Photo-based point labeling data:
::::

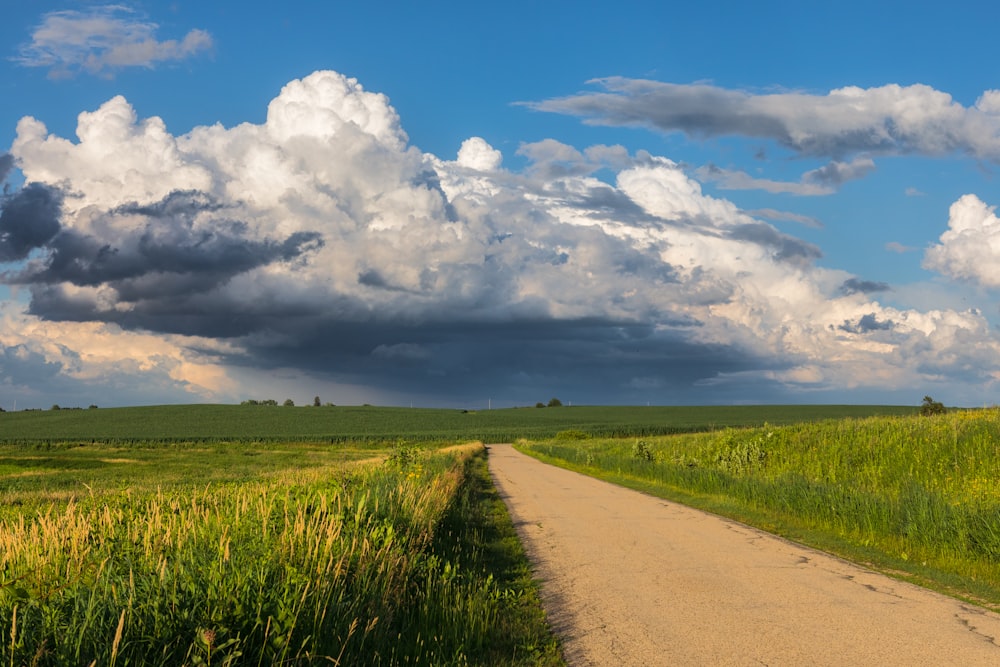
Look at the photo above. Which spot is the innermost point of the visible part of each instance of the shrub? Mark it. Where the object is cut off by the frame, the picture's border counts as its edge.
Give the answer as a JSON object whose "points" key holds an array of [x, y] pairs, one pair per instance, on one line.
{"points": [[932, 407]]}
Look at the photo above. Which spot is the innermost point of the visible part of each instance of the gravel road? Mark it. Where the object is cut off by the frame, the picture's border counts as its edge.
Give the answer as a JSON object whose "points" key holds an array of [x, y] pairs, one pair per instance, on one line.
{"points": [[628, 579]]}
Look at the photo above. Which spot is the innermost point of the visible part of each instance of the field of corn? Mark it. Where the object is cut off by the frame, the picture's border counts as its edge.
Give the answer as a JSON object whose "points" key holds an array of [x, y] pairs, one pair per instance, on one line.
{"points": [[371, 424], [918, 497], [226, 554]]}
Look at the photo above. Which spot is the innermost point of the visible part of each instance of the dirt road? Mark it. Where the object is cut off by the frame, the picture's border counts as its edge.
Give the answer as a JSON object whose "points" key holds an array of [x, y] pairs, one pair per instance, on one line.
{"points": [[629, 579]]}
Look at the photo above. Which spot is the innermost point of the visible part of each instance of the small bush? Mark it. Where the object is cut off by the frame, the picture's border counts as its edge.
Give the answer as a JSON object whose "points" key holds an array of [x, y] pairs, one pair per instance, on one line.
{"points": [[932, 407], [642, 451], [572, 434]]}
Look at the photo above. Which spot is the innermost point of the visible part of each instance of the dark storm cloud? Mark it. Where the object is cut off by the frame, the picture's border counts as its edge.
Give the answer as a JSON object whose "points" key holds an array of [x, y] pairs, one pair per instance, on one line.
{"points": [[856, 286], [6, 166], [787, 248], [29, 219], [891, 119], [866, 324], [165, 253], [514, 361]]}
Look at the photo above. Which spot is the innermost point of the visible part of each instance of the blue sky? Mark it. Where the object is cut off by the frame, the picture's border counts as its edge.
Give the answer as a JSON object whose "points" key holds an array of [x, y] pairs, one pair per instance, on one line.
{"points": [[462, 205]]}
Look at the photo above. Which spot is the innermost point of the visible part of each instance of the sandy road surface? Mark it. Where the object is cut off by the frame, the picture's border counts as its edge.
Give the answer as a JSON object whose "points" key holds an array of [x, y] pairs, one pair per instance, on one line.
{"points": [[629, 579]]}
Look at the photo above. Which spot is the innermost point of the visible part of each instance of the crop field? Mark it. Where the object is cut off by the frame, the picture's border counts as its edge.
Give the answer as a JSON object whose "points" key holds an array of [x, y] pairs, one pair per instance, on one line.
{"points": [[220, 553], [261, 423], [917, 497]]}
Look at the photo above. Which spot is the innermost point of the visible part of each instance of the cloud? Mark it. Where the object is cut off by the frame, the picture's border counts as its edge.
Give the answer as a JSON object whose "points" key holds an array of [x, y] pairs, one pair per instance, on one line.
{"points": [[856, 286], [6, 166], [102, 40], [730, 179], [321, 245], [970, 249], [896, 247], [774, 214], [822, 181], [28, 219], [837, 173], [885, 120]]}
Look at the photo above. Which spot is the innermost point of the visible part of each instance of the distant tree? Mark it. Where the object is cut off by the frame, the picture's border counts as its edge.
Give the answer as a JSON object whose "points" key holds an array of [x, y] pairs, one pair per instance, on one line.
{"points": [[932, 407]]}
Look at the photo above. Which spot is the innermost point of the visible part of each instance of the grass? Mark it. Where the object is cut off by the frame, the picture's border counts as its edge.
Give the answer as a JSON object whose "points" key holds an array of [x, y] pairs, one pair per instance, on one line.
{"points": [[918, 497], [225, 553], [359, 424]]}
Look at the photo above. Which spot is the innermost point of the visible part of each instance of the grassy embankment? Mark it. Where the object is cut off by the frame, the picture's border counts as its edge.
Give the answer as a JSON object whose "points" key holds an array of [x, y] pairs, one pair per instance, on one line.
{"points": [[240, 554], [918, 497]]}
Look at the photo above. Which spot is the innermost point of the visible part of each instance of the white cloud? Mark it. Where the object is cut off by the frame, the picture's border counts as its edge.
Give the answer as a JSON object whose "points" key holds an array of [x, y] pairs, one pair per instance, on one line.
{"points": [[103, 39], [970, 249], [476, 154], [321, 241]]}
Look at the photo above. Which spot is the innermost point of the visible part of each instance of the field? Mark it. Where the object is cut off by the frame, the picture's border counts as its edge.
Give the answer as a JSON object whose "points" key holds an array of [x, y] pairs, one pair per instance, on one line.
{"points": [[292, 553], [917, 497], [255, 423], [362, 535]]}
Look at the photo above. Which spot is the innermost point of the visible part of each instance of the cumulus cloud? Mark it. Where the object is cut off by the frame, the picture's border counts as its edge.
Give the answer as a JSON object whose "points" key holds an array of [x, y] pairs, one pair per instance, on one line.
{"points": [[6, 166], [320, 242], [885, 120], [788, 216], [856, 286], [103, 39], [970, 248]]}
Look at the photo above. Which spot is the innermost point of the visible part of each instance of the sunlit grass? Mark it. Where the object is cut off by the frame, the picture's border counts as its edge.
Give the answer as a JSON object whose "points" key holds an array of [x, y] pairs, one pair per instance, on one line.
{"points": [[229, 554], [917, 495]]}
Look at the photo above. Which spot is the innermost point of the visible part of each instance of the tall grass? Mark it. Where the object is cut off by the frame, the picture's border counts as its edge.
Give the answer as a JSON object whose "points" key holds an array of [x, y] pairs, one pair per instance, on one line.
{"points": [[913, 494], [299, 566]]}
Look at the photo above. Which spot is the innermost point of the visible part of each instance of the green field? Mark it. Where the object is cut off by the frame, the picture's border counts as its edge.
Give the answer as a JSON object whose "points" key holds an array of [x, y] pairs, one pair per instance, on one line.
{"points": [[917, 497], [377, 424], [235, 554], [209, 534]]}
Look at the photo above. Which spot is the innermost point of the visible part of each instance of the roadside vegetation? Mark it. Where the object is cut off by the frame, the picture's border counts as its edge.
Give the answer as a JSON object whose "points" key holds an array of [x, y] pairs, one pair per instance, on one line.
{"points": [[220, 553], [917, 497]]}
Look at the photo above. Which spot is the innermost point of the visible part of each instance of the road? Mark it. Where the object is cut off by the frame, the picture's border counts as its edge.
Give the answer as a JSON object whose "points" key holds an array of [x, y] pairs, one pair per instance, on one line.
{"points": [[628, 579]]}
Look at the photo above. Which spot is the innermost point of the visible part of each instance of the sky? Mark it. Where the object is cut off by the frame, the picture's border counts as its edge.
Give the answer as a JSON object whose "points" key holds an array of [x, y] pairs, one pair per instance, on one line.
{"points": [[477, 205]]}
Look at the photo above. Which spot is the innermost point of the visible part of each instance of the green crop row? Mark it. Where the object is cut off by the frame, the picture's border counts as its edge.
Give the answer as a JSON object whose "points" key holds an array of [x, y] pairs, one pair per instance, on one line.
{"points": [[919, 495], [231, 555], [335, 424]]}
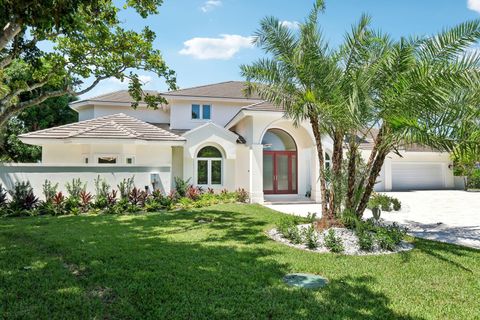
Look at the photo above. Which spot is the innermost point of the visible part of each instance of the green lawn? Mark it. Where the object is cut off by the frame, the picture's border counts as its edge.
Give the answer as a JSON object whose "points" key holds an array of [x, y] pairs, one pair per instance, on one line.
{"points": [[168, 266]]}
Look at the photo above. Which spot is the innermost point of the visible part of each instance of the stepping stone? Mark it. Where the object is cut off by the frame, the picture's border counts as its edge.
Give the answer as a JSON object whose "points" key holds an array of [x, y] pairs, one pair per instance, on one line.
{"points": [[305, 280]]}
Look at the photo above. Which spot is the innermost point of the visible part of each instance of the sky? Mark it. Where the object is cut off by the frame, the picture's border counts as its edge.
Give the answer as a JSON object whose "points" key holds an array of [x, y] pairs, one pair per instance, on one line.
{"points": [[205, 41]]}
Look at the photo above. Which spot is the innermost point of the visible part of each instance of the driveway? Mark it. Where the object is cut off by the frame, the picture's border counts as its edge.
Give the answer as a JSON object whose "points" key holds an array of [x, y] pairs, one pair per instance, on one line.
{"points": [[446, 215]]}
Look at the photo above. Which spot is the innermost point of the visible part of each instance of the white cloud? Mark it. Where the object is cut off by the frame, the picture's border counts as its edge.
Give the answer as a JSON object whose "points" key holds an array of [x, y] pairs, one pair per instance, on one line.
{"points": [[209, 5], [222, 48], [474, 5], [290, 24]]}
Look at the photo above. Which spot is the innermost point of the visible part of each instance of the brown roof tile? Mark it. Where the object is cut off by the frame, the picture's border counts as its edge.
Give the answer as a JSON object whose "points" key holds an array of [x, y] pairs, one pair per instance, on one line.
{"points": [[117, 126]]}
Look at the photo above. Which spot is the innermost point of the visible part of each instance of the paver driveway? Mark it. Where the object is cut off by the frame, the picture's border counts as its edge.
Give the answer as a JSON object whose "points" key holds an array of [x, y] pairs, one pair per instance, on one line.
{"points": [[446, 215]]}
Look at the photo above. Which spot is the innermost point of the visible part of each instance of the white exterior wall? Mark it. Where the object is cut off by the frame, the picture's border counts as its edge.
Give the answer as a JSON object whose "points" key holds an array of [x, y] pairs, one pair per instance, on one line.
{"points": [[221, 113], [36, 174]]}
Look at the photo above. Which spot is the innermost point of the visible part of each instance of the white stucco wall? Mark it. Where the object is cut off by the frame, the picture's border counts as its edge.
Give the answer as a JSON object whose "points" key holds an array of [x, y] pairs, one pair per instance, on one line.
{"points": [[36, 174]]}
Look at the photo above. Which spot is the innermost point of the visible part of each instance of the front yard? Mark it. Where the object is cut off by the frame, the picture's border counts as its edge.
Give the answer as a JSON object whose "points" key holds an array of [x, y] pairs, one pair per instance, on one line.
{"points": [[216, 263]]}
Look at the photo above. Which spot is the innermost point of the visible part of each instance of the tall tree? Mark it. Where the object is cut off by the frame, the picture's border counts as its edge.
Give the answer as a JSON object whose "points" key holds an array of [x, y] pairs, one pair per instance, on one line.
{"points": [[409, 91], [50, 113], [87, 45]]}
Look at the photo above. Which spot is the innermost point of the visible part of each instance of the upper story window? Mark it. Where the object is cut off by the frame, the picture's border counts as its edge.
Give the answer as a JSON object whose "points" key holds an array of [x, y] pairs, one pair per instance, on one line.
{"points": [[201, 112]]}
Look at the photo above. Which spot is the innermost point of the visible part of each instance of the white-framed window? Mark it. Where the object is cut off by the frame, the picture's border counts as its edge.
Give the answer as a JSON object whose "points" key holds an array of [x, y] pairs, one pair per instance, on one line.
{"points": [[201, 112], [129, 160], [328, 161], [209, 166], [107, 159]]}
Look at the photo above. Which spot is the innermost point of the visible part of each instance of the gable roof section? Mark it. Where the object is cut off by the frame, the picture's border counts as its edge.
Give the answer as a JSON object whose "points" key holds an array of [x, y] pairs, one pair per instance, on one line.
{"points": [[227, 89], [117, 126]]}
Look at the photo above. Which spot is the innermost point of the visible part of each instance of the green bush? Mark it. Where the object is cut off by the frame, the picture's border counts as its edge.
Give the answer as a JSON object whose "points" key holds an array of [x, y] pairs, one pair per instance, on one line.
{"points": [[384, 202], [332, 242]]}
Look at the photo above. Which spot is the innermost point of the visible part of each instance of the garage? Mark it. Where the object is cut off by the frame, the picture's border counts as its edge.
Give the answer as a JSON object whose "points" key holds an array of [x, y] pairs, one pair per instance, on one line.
{"points": [[417, 176]]}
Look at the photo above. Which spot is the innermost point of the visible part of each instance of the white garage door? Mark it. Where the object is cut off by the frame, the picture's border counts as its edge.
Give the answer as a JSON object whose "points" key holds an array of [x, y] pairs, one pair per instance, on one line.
{"points": [[417, 176]]}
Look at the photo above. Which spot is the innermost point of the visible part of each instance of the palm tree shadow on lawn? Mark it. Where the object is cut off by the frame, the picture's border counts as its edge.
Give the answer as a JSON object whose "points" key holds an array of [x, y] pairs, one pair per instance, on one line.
{"points": [[148, 275]]}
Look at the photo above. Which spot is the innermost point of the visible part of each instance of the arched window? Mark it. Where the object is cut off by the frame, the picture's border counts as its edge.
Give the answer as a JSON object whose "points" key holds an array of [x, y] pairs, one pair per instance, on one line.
{"points": [[328, 161], [209, 166]]}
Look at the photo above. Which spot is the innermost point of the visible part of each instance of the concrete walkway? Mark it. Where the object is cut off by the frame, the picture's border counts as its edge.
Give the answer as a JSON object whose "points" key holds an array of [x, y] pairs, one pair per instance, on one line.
{"points": [[447, 215]]}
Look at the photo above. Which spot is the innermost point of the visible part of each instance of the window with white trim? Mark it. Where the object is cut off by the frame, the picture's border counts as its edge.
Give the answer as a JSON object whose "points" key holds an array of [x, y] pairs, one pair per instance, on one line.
{"points": [[201, 112], [209, 166], [328, 161], [107, 159]]}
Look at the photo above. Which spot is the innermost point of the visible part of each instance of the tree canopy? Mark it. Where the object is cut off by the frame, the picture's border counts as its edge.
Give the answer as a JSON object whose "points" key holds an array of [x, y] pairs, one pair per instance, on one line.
{"points": [[419, 90], [87, 45]]}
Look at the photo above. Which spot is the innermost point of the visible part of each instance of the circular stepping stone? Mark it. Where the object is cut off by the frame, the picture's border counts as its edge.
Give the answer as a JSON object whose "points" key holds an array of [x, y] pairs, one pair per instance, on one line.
{"points": [[305, 280]]}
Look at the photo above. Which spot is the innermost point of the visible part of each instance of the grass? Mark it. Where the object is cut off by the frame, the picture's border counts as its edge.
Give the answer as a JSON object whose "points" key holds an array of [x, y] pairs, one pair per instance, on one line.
{"points": [[170, 266]]}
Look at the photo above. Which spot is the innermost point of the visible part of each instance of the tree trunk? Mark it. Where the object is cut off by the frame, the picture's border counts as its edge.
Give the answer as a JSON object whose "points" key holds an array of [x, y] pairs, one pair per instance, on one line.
{"points": [[352, 172], [336, 182], [374, 172], [313, 117]]}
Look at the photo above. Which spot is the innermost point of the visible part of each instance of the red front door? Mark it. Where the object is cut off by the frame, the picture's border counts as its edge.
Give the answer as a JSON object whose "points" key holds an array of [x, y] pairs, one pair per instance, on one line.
{"points": [[279, 172]]}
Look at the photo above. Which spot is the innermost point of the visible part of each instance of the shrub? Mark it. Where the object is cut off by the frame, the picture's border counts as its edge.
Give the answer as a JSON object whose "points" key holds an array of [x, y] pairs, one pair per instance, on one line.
{"points": [[311, 237], [125, 187], [101, 187], [85, 200], [75, 187], [312, 217], [332, 242], [288, 228], [181, 186], [349, 219], [241, 195], [192, 193], [23, 197], [3, 197], [49, 190], [384, 202], [137, 197]]}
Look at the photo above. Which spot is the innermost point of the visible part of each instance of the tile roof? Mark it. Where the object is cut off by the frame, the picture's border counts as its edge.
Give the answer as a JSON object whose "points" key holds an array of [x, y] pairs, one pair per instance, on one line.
{"points": [[263, 106], [115, 96], [227, 89], [116, 126]]}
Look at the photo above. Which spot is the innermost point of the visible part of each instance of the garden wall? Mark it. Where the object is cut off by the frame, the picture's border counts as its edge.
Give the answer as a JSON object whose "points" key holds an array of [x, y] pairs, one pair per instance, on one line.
{"points": [[113, 174]]}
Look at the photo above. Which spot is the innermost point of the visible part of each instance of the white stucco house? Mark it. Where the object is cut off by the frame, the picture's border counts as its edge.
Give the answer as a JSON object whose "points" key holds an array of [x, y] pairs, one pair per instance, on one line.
{"points": [[216, 137]]}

::::

- **WHAT YOU WILL DO**: In the records above, locate the line that contains "of the tile". Repeat it and every line after it, exactly, and nothing else.

- **ANSWER**:
Look at the photo above. Which spot is the innermost point of the visible part of each instance of the tile roof? Mark it. Where the object is cut off by the frame, the picture's border counts as its edge.
Give the answer as a JSON object whose "points" key holds an array of [x, y] pairs, one pair per instance, on one line.
{"points": [[263, 106], [115, 96], [227, 89], [116, 126]]}
Look at the photo above. Which spot is the innermost point of the visible part of each instance of the garden wall? Mark it. Where the object is cut off by the frame, the picture's border counts as its edge.
Give the answer as a JSON object whose "points" key holds an array of [x, y] pairs, one pair per instance, on one line.
{"points": [[113, 174]]}
Look at the photo above. Which spot is the innermost point of the visible part of each instance of the white stucco house? Mark it. Where the object is cut off by the frame, the picture's border counts as its edge.
Give the answer as a JSON object whose "points" key holds an array of [x, y] pairs, one pair per instance, on one line.
{"points": [[216, 137]]}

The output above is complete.